Pointing dataset records:
---

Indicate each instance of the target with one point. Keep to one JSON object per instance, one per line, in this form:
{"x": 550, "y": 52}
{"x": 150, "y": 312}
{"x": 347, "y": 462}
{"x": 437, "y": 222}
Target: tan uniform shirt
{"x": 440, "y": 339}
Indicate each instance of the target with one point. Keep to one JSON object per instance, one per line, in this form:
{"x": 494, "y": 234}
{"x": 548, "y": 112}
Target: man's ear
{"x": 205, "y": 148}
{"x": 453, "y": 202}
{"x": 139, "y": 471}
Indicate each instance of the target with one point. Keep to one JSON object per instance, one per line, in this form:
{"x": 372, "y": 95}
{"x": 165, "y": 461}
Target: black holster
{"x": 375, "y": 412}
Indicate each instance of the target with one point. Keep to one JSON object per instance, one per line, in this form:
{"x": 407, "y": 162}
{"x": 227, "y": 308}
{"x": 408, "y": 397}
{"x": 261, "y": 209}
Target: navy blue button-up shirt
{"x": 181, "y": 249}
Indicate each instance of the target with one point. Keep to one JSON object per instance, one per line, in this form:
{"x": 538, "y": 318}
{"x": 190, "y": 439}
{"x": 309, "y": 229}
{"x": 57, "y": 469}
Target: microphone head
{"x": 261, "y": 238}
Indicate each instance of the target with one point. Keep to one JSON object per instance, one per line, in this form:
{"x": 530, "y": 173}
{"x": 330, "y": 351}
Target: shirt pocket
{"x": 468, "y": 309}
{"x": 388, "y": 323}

---

▶ **EXERCISE DESCRIPTION**:
Count the lines of the records above that contain the string "shirt", treating case as significant, and give only the number.

▶ **RESPONSE TO THE EXERCISE**:
3